## WHAT NEEDS TO BE DONE
Below are several records. Retype exactly those lines running from the one with "Target: arched doorway" through the one with "of the sepia", end lines included, and no others.

(Records from a collection)
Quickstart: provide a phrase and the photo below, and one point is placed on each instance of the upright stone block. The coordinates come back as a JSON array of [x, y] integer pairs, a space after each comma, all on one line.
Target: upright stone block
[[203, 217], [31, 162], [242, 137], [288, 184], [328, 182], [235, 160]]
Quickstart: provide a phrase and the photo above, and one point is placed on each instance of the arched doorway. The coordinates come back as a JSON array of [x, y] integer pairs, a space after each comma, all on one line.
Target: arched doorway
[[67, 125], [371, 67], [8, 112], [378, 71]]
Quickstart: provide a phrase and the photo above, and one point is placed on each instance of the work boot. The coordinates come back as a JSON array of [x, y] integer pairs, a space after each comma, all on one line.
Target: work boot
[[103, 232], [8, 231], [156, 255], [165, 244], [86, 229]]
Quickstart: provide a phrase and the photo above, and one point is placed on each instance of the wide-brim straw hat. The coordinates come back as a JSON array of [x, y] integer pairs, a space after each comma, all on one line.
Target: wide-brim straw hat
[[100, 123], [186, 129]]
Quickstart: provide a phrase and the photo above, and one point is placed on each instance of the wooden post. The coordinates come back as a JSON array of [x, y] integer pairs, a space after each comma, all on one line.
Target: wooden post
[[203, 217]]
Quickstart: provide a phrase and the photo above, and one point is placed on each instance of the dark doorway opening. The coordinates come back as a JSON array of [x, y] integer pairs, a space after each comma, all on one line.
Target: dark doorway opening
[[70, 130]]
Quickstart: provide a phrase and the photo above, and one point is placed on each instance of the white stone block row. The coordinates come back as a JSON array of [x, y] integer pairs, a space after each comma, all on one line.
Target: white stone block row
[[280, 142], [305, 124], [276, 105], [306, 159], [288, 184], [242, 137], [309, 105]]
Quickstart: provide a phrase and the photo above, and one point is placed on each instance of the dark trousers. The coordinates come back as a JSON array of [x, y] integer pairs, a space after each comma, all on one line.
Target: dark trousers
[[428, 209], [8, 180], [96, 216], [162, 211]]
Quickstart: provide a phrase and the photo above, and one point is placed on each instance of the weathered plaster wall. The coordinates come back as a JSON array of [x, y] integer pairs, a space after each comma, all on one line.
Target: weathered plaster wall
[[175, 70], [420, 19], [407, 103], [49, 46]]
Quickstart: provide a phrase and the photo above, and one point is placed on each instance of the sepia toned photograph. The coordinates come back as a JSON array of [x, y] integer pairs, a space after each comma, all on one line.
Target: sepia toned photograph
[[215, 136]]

## RESPONSE BOX
Target: arched doorway
[[67, 125], [371, 67], [8, 112], [378, 71]]
Quickstart: provide a phrase and the photo above, and one point is placed on each instance of the work boot. The coordinates come back as a JSON array of [x, y] integer pairs, a space after each comma, all on one line.
Target: work boot
[[103, 232], [8, 231], [156, 255], [165, 244], [86, 229]]
Quickstart: provide a phrase and the photo above, and one point is placed on each instance of the wide-brim straw hat. The coordinates come back as a JSON array of [x, y] integer pairs, a space after each comma, all on one line.
Target: wide-brim straw hat
[[100, 123], [186, 129]]
Quickstart: provide a phrase and the photo above, and one point is placed on each instance of the wooden post. The coordinates come back as a JSON array of [x, y] integer pairs, a space after each comma, all on one line.
Target: wooden post
[[203, 217]]
Quickstart: provide a phrase and the photo above, and one point is placed on each instance of the dark doorway opening. The coordinates come back as a JSON array of [x, y] integer pairs, a space after each comma, all on one line.
Target: dark doorway opening
[[70, 130]]
Quickstart: provide a phrase and the photo above, and one point is placed on each instance of the white stone block row. The coordinates come back as a JSON array of [x, y] integer pairs, a space after each comma, all on one line.
Target: white stone block row
[[280, 142], [305, 124], [276, 105], [306, 159], [288, 184], [242, 137], [309, 105]]
Quickstart: provide a phrase and the photo above, and one point is placed on each instance of the dark trousers. The coordinates come back as a JSON array of [x, y] integer pairs, a space after each comma, all on one line.
Target: dark trousers
[[428, 209], [8, 180], [96, 216], [162, 211]]
Quickstart: provide a phrase and the photo above, and one point is placed on each instance of the weathered plaster wall. The coordinates come back as a JSON array of [x, y] integer pairs, a space after each comma, all on one line.
Target: weathered plaster wall
[[175, 70], [420, 19], [407, 103], [49, 46]]
Quickstart: provide a phrase and the photo above, and one point is placed on each instance of the sepia toned photograph. The coordinates come back as a JSON array of [x, y] integer pairs, a space after each comma, all on one line.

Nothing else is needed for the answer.